Texte extrait
#####

Que prévoit le testament?

 

Que prévoit le testament dans le cas de Maurice?

Deux choses:

  • Liliane hérite du FERR de son mari, de la résidence familiale et de l’automobile;
  • Les enfants, eux, héritent du compte bancaire, du produit de l’assurance vie et du chalet de Régis.

Clair et net, non? Eh bien non, justement. D’abord, qui a été désigné à titre de légataire universel? Si c’est Liliane, pas de problème : la succession se réglera selon ce qui est écrit. «Si toutefois les enfants sont les légataires universels et Liliane, la légataire particulière, il faudra procéder au partage du patrimoine familial», dit Me Danielle Beausoleil, notaire associée de l’étude Prud’homme Fontaine Dolan, à Boucherville.

Maurice est soulagé, car le testament précise que c’est Liliane qui est la légataire universelle. Il n’aura donc pas à partager le patrimoine familial. Mais il est surpris: «Je croyais que le partage du patrimoine familial était automatique au moment du décès d’un des deux conjoints.» Ce n’est pas aussi simple. Dans notre droit civil, un légataire universel se trouve à prolonger l’existence du défunt. «Il chausse ses souliers à sa place. Il hérite de tous les biens de la personne décédée, sauf des legs particuliers. Le légataire universel devient à la fois créancier et débiteur de la succession. Ce faisant, il ne peut pas réclamer une créance qu’il devrait se payer à lui-même», explique Me Beausoleil.

#####

Données sources

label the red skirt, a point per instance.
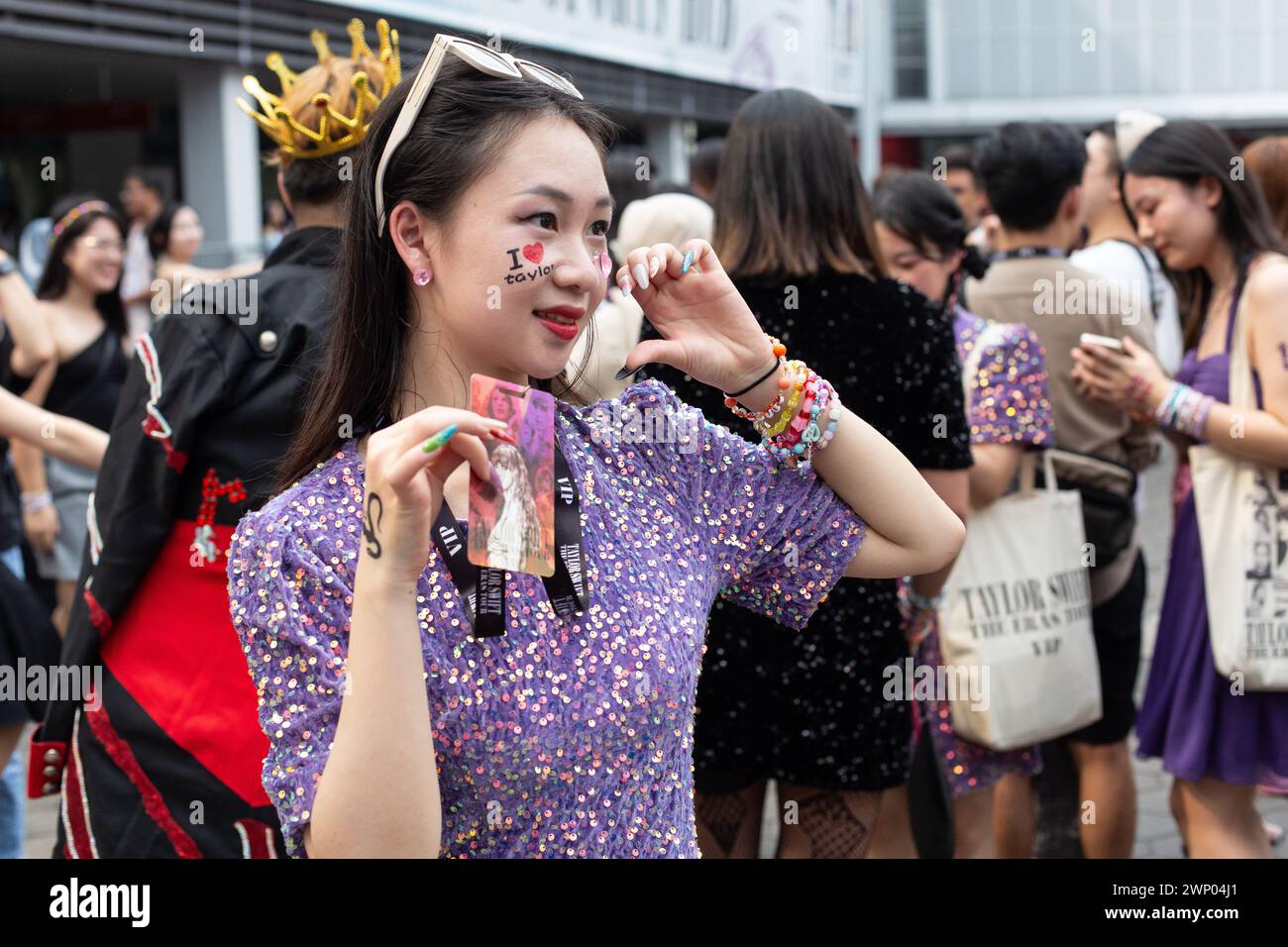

#####

Exercice
D'après le texte extrait, de quels biens les enfants héritent-ils selon le testament ? Répondez en vous appuyant uniquement sur le texte extrait.

Réponse
Du compte bancaire, du produit de l'assurance vie et du chalet de Régis.